Texte du document:
......
La mauvaise réputation est un concept qui contrôle nos vies, met à bas les espoirs d’auto-gestion et empêche beaucoup trop de personnes de vivre comme ils l’entendent. Au coeur de certaines cultures, la mauvaise réputation est un tyran qui détruit tout sur son passage et annihile la moindre opportunité de se saisir ou d’embrasser le bonheur mérité par chacun.

 

« La mauvaise réputation » de Iram Haq enfonce une porte durement verrouillée et placardée du mot le plus écrasant de notre société : le tabou. A travers son expérience personnelle, la cinéaste norvégienne nous expose un film dérangeant, angoissant, qui introduit tout autant de colère que d’espoirs. Nisha a 16 ans et vit comme toutes les jeunes filles européennes de son âge. A ceci près que ses parents, pakistanais d’origine, tentent de lui inculquer une culture et un mode de vie primaire, patriarcale, empoisonné de religion et de rabaissement. Ils entendent faire de leur fille une avocate, un médecin, un modèle de réussite ayant parcouru avec succès de grandes études, dans un pays offrant toutes les possibilités. Mais tout en gardant à l’esprit qu’il ne faut en aucun cas s’intégrer au pays en question, refusant ses pratiques, ses parités et ses libertés individuelles et sexuelles. Surprise avec un garçon, Nisha est violenté, kidnappée et conduite de force au Pakistan pour y être éduquée à la « dignité » et ainsi rectifier le tire ; permettre à sa famille de retrouver un peu de respectabilité aux yeux de leurs semblables, dont le regard génère autant de honte que de diktats.
......
Travail demandé:
a: D'après la critique du film « La mauvaise réputation », où Nisha est-elle conduite de force après avoir été surprise avec un garçon ?
b: Poursuivez, s'il vous plaît, la critique du film « La mauvaise réputation » à partir de sa dernière phrase.

Extraits de données de régions annotées
......
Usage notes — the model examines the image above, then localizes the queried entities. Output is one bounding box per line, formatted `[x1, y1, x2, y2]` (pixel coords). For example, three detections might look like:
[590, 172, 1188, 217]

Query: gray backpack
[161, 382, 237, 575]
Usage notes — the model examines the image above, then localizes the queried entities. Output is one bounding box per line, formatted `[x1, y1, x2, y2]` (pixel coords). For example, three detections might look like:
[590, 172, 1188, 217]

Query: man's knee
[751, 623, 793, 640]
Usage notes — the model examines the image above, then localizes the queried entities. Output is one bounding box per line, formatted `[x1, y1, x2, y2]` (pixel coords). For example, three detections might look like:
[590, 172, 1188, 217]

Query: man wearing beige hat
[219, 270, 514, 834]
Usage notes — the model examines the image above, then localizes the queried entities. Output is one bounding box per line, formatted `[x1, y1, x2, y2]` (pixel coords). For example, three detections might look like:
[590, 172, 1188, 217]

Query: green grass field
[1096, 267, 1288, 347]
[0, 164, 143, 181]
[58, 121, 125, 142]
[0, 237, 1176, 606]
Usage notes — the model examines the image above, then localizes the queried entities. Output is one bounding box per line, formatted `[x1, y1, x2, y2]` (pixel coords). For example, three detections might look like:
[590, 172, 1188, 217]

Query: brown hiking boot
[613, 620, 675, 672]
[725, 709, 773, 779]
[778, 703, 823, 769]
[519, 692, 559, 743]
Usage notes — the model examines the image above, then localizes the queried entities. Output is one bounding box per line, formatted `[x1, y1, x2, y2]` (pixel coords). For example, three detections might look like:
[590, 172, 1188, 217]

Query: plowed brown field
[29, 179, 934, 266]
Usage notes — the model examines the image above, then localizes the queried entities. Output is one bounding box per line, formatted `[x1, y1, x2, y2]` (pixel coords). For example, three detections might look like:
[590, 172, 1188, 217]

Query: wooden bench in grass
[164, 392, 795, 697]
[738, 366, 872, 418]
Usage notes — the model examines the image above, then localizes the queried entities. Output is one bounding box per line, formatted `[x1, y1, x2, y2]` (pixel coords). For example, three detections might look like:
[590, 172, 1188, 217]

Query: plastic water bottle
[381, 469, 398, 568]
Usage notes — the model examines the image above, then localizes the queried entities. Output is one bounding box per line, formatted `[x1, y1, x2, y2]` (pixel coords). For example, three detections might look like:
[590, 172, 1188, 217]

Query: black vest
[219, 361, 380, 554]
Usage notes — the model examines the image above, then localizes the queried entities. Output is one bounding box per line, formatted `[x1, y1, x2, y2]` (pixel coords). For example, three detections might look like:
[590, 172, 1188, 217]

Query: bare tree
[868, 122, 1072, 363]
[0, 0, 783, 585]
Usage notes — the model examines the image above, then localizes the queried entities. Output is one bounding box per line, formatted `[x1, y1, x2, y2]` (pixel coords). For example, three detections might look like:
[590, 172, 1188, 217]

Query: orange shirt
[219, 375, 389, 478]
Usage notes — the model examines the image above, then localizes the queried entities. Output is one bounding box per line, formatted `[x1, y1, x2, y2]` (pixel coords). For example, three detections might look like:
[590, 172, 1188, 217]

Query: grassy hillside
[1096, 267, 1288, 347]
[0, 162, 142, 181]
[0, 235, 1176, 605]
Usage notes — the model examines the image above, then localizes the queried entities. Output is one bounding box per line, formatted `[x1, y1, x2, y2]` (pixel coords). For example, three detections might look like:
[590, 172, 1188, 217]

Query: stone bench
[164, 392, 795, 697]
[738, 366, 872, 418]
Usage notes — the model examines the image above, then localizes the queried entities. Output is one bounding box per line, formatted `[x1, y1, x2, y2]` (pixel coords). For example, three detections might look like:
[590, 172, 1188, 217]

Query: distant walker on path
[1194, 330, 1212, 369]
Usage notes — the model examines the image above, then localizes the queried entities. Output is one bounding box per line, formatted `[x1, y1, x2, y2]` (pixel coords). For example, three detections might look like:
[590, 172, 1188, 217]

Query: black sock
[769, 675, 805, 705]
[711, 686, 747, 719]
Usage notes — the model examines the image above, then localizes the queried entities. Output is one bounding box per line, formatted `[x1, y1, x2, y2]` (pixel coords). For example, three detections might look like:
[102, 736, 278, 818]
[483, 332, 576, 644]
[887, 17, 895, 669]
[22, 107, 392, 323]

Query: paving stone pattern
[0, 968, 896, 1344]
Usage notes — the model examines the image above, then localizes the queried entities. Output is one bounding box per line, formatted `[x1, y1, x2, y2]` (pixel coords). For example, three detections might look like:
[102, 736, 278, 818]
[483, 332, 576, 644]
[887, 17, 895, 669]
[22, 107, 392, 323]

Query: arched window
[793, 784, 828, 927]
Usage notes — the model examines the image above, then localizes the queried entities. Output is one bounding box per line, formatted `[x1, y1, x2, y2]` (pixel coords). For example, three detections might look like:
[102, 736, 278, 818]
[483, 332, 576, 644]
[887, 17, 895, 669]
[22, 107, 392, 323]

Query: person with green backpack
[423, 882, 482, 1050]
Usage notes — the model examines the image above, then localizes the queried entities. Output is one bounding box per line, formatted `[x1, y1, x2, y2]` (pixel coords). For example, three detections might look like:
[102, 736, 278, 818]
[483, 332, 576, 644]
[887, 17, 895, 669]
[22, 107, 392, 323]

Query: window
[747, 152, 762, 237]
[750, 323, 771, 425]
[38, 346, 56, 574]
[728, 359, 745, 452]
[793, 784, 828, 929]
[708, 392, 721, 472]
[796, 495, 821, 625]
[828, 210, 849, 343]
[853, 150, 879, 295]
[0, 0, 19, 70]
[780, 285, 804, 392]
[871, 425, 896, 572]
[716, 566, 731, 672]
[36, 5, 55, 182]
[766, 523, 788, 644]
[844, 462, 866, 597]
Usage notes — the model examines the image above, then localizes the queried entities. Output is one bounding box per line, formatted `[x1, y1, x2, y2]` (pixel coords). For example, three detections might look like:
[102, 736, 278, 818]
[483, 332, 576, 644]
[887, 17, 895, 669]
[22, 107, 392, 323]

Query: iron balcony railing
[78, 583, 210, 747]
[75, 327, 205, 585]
......
Réponses par consigne:
a: Au Pakistan.

b:
 

C’est le point de départ d’une descente aux enfers vécue par la cinéaste Iram Haq il y a 25 ans, qui nous propose ici de l’accompagner dans ce voyage fait de terreurs, de violences et d’extrême barbarie. Le monde des non-dits, du sexisme, des mariages forcés et des contradictions les plus insupportables. Celles qui amènent certaines famille à refuser toute forme d’intégration, principalement concernant leurs enfants, tout en souhaitant que ces derniers puissent profiter de la moindre aubaine financière et professionnelle. 

 

Avec une force salvatrice, une maitrise cinématographique aussi sublime que poignante, Iram Haq met en place un film politique, gracieux, puissant et terrifiant, qui soulève les questions de la manipulation, de l’oppression et de la honte. Rencontre avec une survivante, une femme déterminée et engagée qui cherche à instaurer un dialogue primordial et indispensable.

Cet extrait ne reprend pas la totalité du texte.